Given request: Please rewrite the data below, substituting "image" for each "photograph" and changing nothing else. Leave the pictures out of your answer.
*** Data to use ***
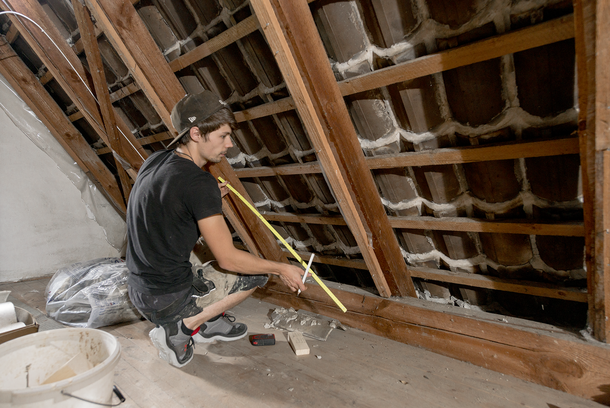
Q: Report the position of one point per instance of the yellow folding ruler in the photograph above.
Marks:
(292, 251)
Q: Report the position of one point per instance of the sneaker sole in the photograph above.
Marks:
(157, 335)
(198, 338)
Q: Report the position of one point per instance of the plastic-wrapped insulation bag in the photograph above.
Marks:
(91, 294)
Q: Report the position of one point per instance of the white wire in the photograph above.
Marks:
(72, 66)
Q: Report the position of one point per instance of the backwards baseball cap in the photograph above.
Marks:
(192, 109)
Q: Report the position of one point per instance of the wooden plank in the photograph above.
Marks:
(469, 279)
(227, 37)
(67, 69)
(505, 285)
(271, 108)
(606, 243)
(560, 361)
(136, 46)
(526, 38)
(602, 77)
(519, 40)
(42, 104)
(312, 84)
(159, 137)
(96, 68)
(563, 229)
(124, 28)
(469, 154)
(585, 42)
(602, 144)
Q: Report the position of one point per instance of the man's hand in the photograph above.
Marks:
(224, 190)
(292, 277)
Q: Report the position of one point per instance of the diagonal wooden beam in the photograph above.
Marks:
(96, 68)
(509, 43)
(125, 30)
(25, 83)
(320, 104)
(69, 72)
(542, 355)
(593, 85)
(130, 37)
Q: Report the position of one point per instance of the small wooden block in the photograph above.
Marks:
(298, 343)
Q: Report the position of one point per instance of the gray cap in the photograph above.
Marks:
(192, 109)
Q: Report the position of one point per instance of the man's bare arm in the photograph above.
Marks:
(217, 236)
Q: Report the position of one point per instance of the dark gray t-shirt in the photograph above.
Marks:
(170, 195)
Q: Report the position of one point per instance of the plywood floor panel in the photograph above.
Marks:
(354, 369)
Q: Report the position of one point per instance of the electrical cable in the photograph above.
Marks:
(73, 68)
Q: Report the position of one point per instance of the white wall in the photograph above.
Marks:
(44, 221)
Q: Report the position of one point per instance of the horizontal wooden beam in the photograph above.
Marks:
(557, 360)
(458, 155)
(515, 41)
(509, 43)
(159, 137)
(526, 227)
(472, 154)
(469, 279)
(505, 285)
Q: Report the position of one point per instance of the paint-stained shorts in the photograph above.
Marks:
(210, 285)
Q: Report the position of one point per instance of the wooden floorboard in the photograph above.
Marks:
(351, 368)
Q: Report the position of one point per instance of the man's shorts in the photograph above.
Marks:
(210, 285)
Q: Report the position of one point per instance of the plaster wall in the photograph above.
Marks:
(47, 217)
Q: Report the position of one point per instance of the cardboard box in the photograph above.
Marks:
(31, 326)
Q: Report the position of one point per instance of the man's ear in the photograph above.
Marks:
(195, 134)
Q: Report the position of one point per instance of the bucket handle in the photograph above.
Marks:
(114, 389)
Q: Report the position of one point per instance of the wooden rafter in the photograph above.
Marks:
(25, 83)
(494, 47)
(142, 59)
(592, 58)
(602, 147)
(96, 68)
(540, 356)
(321, 107)
(69, 72)
(209, 47)
(509, 43)
(126, 31)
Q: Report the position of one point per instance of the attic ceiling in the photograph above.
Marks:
(466, 113)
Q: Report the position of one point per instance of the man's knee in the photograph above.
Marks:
(249, 283)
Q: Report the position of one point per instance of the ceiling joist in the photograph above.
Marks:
(25, 83)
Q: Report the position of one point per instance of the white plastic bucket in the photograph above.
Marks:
(27, 362)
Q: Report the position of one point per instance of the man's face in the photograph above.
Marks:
(219, 141)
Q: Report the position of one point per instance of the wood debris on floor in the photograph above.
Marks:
(350, 368)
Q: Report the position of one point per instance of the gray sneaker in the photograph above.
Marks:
(174, 346)
(221, 327)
***
Response below:
Q: Report the position of one point per instance of the yellow folding ruler in the image above.
Marks:
(292, 251)
Q: Report the position of one point per instance of the sneaker sole in the image above.
Marks:
(157, 335)
(198, 338)
Q: Report the position of one point per instance of the plastic-wrapped insulation bag in the image above.
Marks:
(91, 294)
Q: Report the position of one point per instance of the white wire in the image above.
Marks:
(72, 66)
Q: Report the position of one point per instance of the backwards baseball cap in the image above.
Marks:
(192, 109)
Q: Report the position of one point per instance of the wooden plank in the image above.
Marks:
(469, 279)
(227, 37)
(67, 69)
(505, 285)
(271, 108)
(606, 243)
(560, 361)
(136, 46)
(526, 38)
(602, 77)
(519, 40)
(42, 104)
(312, 84)
(159, 137)
(96, 68)
(563, 229)
(124, 28)
(469, 154)
(585, 42)
(602, 144)
Q: Report the position of one point per instance of the man's hand in the image above.
Marks:
(224, 190)
(292, 277)
Q: Report the position of one point per instance of the diagonal wooden beam in the image above.
Marks:
(96, 68)
(509, 43)
(125, 30)
(25, 83)
(320, 104)
(69, 72)
(542, 355)
(593, 85)
(130, 37)
Q: Report the position of one point per instance of the small wooden block in the image above.
Marks:
(298, 343)
Q: Report the position of one point per instance of the gray cap in the image above.
Marks:
(192, 109)
Q: Report the position of one point per instance of the man's bare arm in the image above.
Marks:
(217, 236)
Q: Report the position of one point per instance of the dark gray t-shirt in the image above.
Marks:
(170, 195)
Q: Report the position of one point per instance of the plywood floor panel in the image above.
Marks:
(354, 369)
Q: Report the position of one point per instance of the electrical cable in the image above.
Marks:
(73, 68)
Q: Report the position of one point per instance of the white wall in the image above.
Marks:
(44, 221)
Q: Report the position of one point per instance of the horizontal wooden beam in the image above.
Marks:
(557, 360)
(458, 155)
(515, 41)
(509, 43)
(159, 137)
(526, 227)
(472, 154)
(469, 279)
(505, 285)
Q: Report the position of one point per instance of the paint-stained shorts in the image above.
Marks:
(210, 285)
Q: Report the position of one point per instance of the wooden floorboard in the image above.
Marks:
(351, 368)
Q: Report the position of one point per instance of the man's shorts in the image above.
Marks:
(210, 285)
Q: Report the position of one point per instance of the plaster wall in the image above.
Marks:
(47, 217)
Q: Report the position of one point per instance of the cardboard box in the image above.
Marks:
(31, 326)
Q: Report the position of one point per instance of the man's ear in the image above.
Marks:
(195, 134)
Q: Report the position of one point per instance of the bucket handle in the image above.
Marks:
(114, 389)
Q: Report the position of one point per instance of the wooden rafter in the image above.
Marks:
(25, 83)
(494, 47)
(142, 59)
(592, 58)
(602, 147)
(96, 68)
(540, 356)
(321, 107)
(69, 72)
(209, 47)
(509, 43)
(126, 31)
Q: Report the position of one point per instance of the attic ceiling in the image above.
Marks:
(466, 113)
Q: Report the position of one point per instance of the man's knee in the image above.
Marks:
(249, 283)
Q: Report the position of one point per instance of the ceiling joist in the image above.
Marks:
(25, 83)
Q: Report the position of one point per instance of the white plastic bucket in the image above.
Marks:
(27, 362)
Q: Report the position of one point per instance of the man's face in the image above.
Marks:
(219, 141)
Q: Report the position of one point per instance of the wood debris on floor in the image above.
Marks:
(350, 368)
Q: Report the position of one point per instance of the gray sneaker in the image above.
Marks:
(174, 346)
(221, 327)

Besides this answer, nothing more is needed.